- **Written instruction 1**: Give as a numbered list the lines of the rows, starting at the beginning of the rows and ending at the line that contains "(250, 252), (388, 358)", with both ends included and blank lines omitted. Leave the pictures out of the answer.
- **Written instruction 2**: Carry the message about incompatible compiled files in Emacs and XEmacs forward from the point where it stops.

- **Document section**:
— BEGIN —

Sam Steingold writes:
Sam> Now that the compiled formats of Emacs and XEmacs are officially
Sam> incompatible, i.e., one cannot load files compiled with the other, we
Sam> have a problem with sharing site-lisp directories.
Sam> It would be nice if both emacsen refused to load files compiled with the
Sam> other emacs - that would solve some problems. It would be even nicer if
Sam> they used different compiled suffixes (e.g., .elx instead of .elc), which
Sam> would permit sharing site-lisp directories once again.
When the first XEmacs 21 is out, the site-lisp directory will be
mostly obsolete and people urged to use the package directories instead. This
should be enough to distinguish both elcs. IMHO, application maintainers
should then consider GNU Emacs and XEmacs as 2 different Emacsen, which means
installing elisp files in 2 different places and compiling them differently.

— END —

- **Excerpted data**:
— BEGIN —

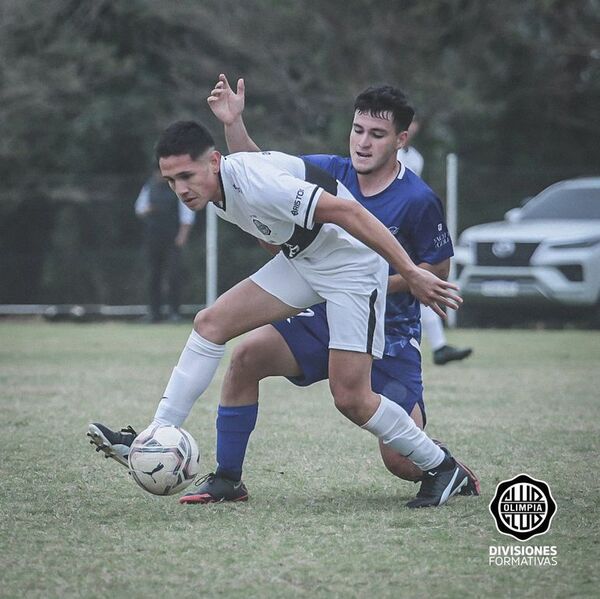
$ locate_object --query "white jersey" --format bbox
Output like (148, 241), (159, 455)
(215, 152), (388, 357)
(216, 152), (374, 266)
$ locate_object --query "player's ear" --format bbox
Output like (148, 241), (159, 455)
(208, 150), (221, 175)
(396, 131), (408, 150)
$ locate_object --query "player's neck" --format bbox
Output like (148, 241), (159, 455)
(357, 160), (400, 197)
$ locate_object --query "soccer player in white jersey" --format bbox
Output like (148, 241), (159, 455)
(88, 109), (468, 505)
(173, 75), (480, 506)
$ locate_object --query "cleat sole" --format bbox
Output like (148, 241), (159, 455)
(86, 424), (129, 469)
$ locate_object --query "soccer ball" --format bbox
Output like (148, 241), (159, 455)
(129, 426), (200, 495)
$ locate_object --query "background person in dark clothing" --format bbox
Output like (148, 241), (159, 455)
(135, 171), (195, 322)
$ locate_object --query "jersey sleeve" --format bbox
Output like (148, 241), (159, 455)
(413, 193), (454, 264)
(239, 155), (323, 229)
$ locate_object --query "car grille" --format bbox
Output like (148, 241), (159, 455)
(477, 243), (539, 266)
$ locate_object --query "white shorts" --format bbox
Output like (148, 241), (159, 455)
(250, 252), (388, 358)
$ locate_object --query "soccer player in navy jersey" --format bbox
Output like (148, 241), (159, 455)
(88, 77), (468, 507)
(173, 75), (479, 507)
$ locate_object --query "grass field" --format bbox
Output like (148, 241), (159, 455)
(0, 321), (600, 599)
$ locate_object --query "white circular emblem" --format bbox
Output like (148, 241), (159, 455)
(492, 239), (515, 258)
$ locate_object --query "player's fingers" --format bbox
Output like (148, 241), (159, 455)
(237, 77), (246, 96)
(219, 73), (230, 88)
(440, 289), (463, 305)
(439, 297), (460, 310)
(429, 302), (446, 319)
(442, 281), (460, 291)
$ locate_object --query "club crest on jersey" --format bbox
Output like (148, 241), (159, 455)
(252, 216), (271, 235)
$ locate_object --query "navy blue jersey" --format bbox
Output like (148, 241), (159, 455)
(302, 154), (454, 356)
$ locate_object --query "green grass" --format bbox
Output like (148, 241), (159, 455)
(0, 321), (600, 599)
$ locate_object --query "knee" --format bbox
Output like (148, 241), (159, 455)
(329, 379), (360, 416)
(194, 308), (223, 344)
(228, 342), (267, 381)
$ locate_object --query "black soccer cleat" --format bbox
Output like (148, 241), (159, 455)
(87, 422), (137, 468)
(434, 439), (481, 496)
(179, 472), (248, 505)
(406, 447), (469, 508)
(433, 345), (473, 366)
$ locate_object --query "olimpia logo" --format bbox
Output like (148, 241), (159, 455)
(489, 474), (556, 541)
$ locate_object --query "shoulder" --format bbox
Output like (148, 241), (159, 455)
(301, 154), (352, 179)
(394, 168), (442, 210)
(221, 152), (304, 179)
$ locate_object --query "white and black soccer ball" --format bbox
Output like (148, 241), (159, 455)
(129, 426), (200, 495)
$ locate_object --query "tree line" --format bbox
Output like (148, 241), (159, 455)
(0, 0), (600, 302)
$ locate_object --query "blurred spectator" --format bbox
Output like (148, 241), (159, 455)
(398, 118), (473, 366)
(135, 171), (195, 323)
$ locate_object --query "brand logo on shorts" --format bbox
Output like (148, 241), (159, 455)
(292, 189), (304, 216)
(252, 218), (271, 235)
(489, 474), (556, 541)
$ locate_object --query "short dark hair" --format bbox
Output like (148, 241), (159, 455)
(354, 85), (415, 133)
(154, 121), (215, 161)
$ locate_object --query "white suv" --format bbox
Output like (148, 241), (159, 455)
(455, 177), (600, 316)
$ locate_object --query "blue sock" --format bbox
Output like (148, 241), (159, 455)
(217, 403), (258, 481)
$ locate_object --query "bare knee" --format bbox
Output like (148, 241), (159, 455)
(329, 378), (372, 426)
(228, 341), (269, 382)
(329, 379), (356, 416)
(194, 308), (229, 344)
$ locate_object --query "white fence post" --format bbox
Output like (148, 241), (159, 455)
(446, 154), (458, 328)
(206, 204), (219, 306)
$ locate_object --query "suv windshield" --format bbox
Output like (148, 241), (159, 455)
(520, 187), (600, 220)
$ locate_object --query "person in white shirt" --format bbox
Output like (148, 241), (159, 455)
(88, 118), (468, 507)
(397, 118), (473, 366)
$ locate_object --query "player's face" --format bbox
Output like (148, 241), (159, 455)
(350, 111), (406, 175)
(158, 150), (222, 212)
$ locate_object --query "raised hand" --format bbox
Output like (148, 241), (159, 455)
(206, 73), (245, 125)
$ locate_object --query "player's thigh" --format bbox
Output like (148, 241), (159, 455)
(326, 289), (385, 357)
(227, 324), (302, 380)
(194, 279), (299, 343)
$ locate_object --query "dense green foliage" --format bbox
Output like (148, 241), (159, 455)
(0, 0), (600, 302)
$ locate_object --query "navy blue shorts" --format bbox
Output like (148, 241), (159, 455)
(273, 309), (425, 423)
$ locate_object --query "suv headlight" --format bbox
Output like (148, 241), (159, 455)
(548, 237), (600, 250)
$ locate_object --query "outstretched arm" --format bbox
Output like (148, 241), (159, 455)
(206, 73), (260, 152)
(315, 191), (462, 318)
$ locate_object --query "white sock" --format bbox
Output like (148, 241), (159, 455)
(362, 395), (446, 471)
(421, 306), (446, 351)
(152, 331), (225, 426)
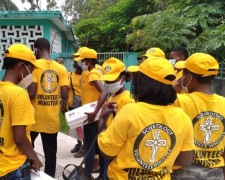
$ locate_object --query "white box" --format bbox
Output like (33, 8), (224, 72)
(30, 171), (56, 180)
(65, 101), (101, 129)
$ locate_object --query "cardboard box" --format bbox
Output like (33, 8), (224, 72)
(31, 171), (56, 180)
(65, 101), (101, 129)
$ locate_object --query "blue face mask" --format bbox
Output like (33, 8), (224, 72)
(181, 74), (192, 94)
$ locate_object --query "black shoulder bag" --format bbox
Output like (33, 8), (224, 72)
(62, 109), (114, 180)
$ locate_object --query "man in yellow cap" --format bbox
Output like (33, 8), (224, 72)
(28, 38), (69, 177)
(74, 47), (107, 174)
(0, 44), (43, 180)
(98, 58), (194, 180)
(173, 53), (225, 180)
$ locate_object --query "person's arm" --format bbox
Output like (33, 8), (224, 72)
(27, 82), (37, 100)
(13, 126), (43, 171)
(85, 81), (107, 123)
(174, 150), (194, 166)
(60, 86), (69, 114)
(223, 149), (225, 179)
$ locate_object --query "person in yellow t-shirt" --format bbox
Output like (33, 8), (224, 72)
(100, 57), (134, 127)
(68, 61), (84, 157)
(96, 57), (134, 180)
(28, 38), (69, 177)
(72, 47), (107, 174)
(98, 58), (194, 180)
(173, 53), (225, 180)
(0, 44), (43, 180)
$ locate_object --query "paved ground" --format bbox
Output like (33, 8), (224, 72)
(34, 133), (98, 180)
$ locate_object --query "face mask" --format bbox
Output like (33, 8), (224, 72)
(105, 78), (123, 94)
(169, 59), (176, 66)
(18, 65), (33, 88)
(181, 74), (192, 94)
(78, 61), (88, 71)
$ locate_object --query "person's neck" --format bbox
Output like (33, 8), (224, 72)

— END —

- **Written reply 1**:
1. $ locate_object --query "white jersey" --format bbox
2. Output like (148, 241), (159, 455)
3. (215, 152), (388, 357)
4. (216, 152), (374, 266)
5. $ locate_object --query "player's ear" --format bbox
6. Output like (148, 241), (159, 455)
7. (208, 150), (221, 175)
8. (396, 131), (408, 150)
9. $ locate_object --query "player's neck" --format bbox
10. Output like (148, 241), (159, 455)
11. (357, 160), (400, 197)
12. $ locate_object --query "soccer player in white jersey" --format bbox
13. Output like (148, 241), (159, 455)
14. (88, 109), (468, 505)
15. (173, 75), (480, 506)
16. $ locate_object --query "cleat sole" --format bbox
17. Output like (148, 241), (159, 455)
18. (86, 424), (129, 469)
19. $ locate_object --query "soccer ball" --format bbox
20. Output like (148, 241), (159, 455)
21. (129, 426), (200, 495)
22. $ locate_object --query "background person in dark clothing" --format bbox
23. Output like (148, 241), (159, 455)
24. (135, 171), (195, 322)
25. $ locate_object --query "jersey sleeve" --format bbox
26. Output like (148, 241), (159, 455)
27. (413, 193), (454, 264)
28. (239, 155), (323, 229)
29. $ locate_object --query "car grille" --format bbox
30. Output like (148, 241), (159, 455)
31. (477, 243), (539, 266)
32. $ locate_object --query "white shorts" --format bbox
33. Output like (148, 241), (159, 455)
34. (250, 252), (388, 358)

- **Written reply 2**:
Obviously, this doesn't solve the problem of using both Emacsen with an XEmacs
prior to 21, but still, the problem is solved (in 21) by using a different
directory structure.
For the same reason, it don't think changing the extension would be
usefull, while I'm not against it. I agree with Kyle that if someone has to
change, it's us.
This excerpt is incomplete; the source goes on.